**Provided data:**
<<<<
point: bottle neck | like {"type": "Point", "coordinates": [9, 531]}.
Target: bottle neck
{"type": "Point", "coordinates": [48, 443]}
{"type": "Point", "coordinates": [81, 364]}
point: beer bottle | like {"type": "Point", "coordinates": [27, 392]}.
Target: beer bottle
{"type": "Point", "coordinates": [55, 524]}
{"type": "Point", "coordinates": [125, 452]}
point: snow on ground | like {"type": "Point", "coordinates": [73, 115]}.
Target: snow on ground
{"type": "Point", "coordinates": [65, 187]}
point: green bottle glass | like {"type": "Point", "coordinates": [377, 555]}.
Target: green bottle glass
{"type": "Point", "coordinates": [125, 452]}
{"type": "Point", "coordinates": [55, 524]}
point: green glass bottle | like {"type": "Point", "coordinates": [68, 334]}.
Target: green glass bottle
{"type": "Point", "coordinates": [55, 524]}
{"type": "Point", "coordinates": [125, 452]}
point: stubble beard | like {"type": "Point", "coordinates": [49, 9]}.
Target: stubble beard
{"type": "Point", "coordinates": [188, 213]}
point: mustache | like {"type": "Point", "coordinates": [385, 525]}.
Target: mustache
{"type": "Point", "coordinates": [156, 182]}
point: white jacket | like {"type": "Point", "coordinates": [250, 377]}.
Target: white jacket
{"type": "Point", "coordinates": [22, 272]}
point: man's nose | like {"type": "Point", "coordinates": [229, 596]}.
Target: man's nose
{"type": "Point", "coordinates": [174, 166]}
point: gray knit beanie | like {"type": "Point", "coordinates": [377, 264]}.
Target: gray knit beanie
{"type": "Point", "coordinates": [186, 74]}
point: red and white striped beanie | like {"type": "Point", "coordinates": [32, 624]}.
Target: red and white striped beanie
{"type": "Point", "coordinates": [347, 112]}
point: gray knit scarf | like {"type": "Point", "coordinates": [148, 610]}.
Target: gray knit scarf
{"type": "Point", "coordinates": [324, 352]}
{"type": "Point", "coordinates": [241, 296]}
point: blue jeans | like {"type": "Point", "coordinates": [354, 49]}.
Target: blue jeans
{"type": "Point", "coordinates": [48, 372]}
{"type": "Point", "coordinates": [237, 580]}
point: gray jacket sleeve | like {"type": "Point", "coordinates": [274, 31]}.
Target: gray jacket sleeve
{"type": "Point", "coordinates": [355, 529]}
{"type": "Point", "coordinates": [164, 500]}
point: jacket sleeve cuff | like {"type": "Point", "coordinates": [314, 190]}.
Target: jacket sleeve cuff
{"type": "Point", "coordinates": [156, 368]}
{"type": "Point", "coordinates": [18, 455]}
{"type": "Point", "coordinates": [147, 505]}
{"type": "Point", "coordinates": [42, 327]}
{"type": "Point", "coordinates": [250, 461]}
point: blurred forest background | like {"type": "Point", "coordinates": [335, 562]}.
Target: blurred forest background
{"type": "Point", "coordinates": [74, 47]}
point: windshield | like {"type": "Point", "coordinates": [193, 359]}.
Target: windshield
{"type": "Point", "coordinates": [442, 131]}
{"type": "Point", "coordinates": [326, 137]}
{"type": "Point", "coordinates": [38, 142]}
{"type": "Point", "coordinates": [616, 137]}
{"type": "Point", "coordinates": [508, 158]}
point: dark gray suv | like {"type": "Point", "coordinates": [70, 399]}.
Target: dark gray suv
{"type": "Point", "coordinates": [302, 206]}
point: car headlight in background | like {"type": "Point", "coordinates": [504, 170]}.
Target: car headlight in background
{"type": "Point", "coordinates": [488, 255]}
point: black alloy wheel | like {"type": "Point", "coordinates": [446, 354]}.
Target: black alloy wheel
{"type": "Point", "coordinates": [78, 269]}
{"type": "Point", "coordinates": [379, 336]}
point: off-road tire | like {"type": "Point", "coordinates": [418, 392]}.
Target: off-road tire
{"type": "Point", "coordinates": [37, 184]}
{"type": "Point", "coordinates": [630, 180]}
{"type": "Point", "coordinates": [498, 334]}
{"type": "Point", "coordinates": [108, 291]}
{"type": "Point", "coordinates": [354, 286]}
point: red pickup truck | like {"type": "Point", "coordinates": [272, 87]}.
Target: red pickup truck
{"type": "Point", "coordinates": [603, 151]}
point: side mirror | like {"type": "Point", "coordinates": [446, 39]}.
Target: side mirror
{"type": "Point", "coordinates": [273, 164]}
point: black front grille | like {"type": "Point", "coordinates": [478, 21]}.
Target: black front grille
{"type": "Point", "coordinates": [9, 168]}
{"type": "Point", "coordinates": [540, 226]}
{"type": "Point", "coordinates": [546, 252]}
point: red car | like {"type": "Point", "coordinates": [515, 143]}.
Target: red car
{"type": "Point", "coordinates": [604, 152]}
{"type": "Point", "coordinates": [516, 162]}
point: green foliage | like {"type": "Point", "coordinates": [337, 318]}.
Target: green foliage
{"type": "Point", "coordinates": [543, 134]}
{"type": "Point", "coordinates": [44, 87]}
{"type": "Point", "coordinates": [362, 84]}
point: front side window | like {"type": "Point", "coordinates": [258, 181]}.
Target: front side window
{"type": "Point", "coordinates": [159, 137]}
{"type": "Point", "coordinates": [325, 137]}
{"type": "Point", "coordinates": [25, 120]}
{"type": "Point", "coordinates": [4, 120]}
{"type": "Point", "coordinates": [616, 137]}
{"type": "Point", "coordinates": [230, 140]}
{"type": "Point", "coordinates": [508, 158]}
>>>>
Can you format all the records above as a JSON list of strings, one string per line, with blank lines left out?

[
  "point: bottle neck | like {\"type\": \"Point\", \"coordinates\": [9, 531]}.",
  "Target: bottle neck",
  "{\"type\": \"Point\", \"coordinates\": [48, 443]}",
  "{\"type\": \"Point\", \"coordinates\": [81, 364]}",
  "point: beer bottle | like {\"type\": \"Point\", \"coordinates\": [27, 392]}.",
  "Target: beer bottle",
  "{\"type\": \"Point\", \"coordinates\": [55, 524]}",
  "{\"type\": \"Point\", \"coordinates\": [125, 452]}",
  "point: snow on ground | like {\"type\": \"Point\", \"coordinates\": [73, 115]}.",
  "Target: snow on ground",
  "{\"type\": \"Point\", \"coordinates\": [65, 187]}",
  "point: green bottle glass | like {\"type\": \"Point\", \"coordinates\": [377, 555]}.",
  "Target: green bottle glass",
  "{\"type\": \"Point\", \"coordinates\": [125, 452]}",
  "{\"type\": \"Point\", \"coordinates\": [55, 524]}",
  "point: green glass bottle | like {\"type\": \"Point\", \"coordinates\": [68, 334]}.",
  "Target: green glass bottle",
  "{\"type\": \"Point\", \"coordinates\": [55, 524]}",
  "{\"type\": \"Point\", \"coordinates\": [125, 452]}",
  "point: stubble beard | like {\"type\": \"Point\", \"coordinates\": [49, 9]}.",
  "Target: stubble beard",
  "{\"type\": \"Point\", \"coordinates\": [188, 213]}",
  "point: mustache | like {\"type\": \"Point\", \"coordinates\": [385, 525]}.",
  "Target: mustache",
  "{\"type\": \"Point\", \"coordinates\": [156, 182]}",
  "point: white jacket | like {\"type\": \"Point\", \"coordinates\": [250, 377]}.",
  "Target: white jacket",
  "{\"type\": \"Point\", \"coordinates\": [22, 272]}",
  "point: man's nose | like {\"type\": \"Point\", \"coordinates\": [229, 596]}.",
  "Target: man's nose",
  "{\"type\": \"Point\", \"coordinates\": [174, 166]}",
  "point: gray knit beanie | like {\"type\": \"Point\", \"coordinates\": [377, 264]}.",
  "Target: gray knit beanie",
  "{\"type\": \"Point\", \"coordinates\": [186, 74]}",
  "point: red and white striped beanie | like {\"type\": \"Point\", \"coordinates\": [32, 624]}.",
  "Target: red and white striped beanie",
  "{\"type\": \"Point\", \"coordinates\": [347, 112]}",
  "point: gray knit scarf | like {\"type\": \"Point\", \"coordinates\": [148, 610]}.",
  "Target: gray knit scarf",
  "{\"type\": \"Point\", \"coordinates\": [324, 352]}",
  "{\"type\": \"Point\", \"coordinates\": [241, 296]}",
  "point: blue jeans | like {\"type\": \"Point\", \"coordinates\": [354, 49]}.",
  "Target: blue jeans",
  "{\"type\": \"Point\", \"coordinates\": [48, 372]}",
  "{\"type\": \"Point\", \"coordinates\": [237, 580]}",
  "point: gray jacket sleeve | like {\"type\": \"Point\", \"coordinates\": [274, 31]}.",
  "Target: gray jacket sleeve",
  "{\"type\": \"Point\", \"coordinates\": [355, 529]}",
  "{\"type\": \"Point\", \"coordinates\": [164, 500]}",
  "point: jacket sleeve cuff | like {\"type\": \"Point\", \"coordinates\": [314, 190]}.",
  "Target: jacket sleeve cuff",
  "{\"type\": \"Point\", \"coordinates\": [156, 368]}",
  "{\"type\": \"Point\", \"coordinates\": [18, 455]}",
  "{\"type\": \"Point\", \"coordinates\": [147, 505]}",
  "{\"type\": \"Point\", \"coordinates\": [42, 327]}",
  "{\"type\": \"Point\", \"coordinates\": [250, 461]}",
  "point: blurred forest background | like {\"type\": \"Point\", \"coordinates\": [335, 562]}.",
  "Target: blurred forest background",
  "{\"type\": \"Point\", \"coordinates\": [74, 47]}",
  "point: windshield | like {\"type\": \"Point\", \"coordinates\": [193, 359]}.",
  "Target: windshield",
  "{\"type\": \"Point\", \"coordinates\": [442, 131]}",
  "{\"type\": \"Point\", \"coordinates\": [326, 137]}",
  "{\"type\": \"Point\", \"coordinates\": [38, 142]}",
  "{\"type\": \"Point\", \"coordinates\": [616, 137]}",
  "{\"type\": \"Point\", \"coordinates\": [508, 158]}",
  "point: dark gray suv | like {\"type\": \"Point\", \"coordinates\": [70, 399]}.",
  "Target: dark gray suv",
  "{\"type\": \"Point\", \"coordinates\": [302, 206]}",
  "point: car headlight in background | like {\"type\": \"Point\", \"coordinates\": [504, 170]}.",
  "Target: car headlight in background",
  "{\"type\": \"Point\", \"coordinates\": [488, 255]}",
  "point: black alloy wheel | like {\"type\": \"Point\", \"coordinates\": [446, 354]}.",
  "Target: black alloy wheel",
  "{\"type\": \"Point\", \"coordinates\": [78, 269]}",
  "{\"type\": \"Point\", \"coordinates\": [379, 336]}",
  "point: off-road tire | like {\"type\": \"Point\", \"coordinates\": [418, 392]}.",
  "Target: off-road tire",
  "{\"type\": \"Point\", \"coordinates\": [37, 184]}",
  "{\"type\": \"Point\", \"coordinates\": [630, 180]}",
  "{\"type\": \"Point\", \"coordinates\": [498, 334]}",
  "{\"type\": \"Point\", \"coordinates\": [108, 291]}",
  "{\"type\": \"Point\", \"coordinates\": [354, 286]}",
  "point: red pickup truck | like {\"type\": \"Point\", \"coordinates\": [272, 87]}.",
  "Target: red pickup truck",
  "{\"type\": \"Point\", \"coordinates\": [603, 151]}",
  "point: side mirror | like {\"type\": \"Point\", \"coordinates\": [446, 39]}.",
  "Target: side mirror",
  "{\"type\": \"Point\", \"coordinates\": [273, 164]}",
  "point: black front grille | like {\"type\": \"Point\", \"coordinates\": [478, 21]}.",
  "Target: black front grille",
  "{\"type\": \"Point\", \"coordinates\": [9, 168]}",
  "{\"type\": \"Point\", \"coordinates\": [540, 226]}",
  "{\"type\": \"Point\", \"coordinates\": [546, 252]}",
  "point: red car | like {\"type\": \"Point\", \"coordinates\": [515, 143]}.",
  "Target: red car",
  "{\"type\": \"Point\", \"coordinates\": [604, 152]}",
  "{\"type\": \"Point\", \"coordinates\": [516, 162]}",
  "point: green foliage | like {\"type\": \"Point\", \"coordinates\": [337, 318]}.",
  "Target: green foliage",
  "{\"type\": \"Point\", \"coordinates\": [543, 134]}",
  "{\"type\": \"Point\", \"coordinates\": [44, 87]}",
  "{\"type\": \"Point\", \"coordinates\": [362, 84]}",
  "point: front side window | like {\"type\": \"Point\", \"coordinates\": [258, 181]}.",
  "Target: front side window",
  "{\"type\": \"Point\", \"coordinates\": [159, 137]}",
  "{\"type\": \"Point\", \"coordinates\": [325, 137]}",
  "{\"type\": \"Point\", \"coordinates\": [25, 120]}",
  "{\"type\": \"Point\", \"coordinates\": [4, 120]}",
  "{\"type\": \"Point\", \"coordinates\": [616, 137]}",
  "{\"type\": \"Point\", \"coordinates\": [230, 140]}",
  "{\"type\": \"Point\", \"coordinates\": [508, 158]}"
]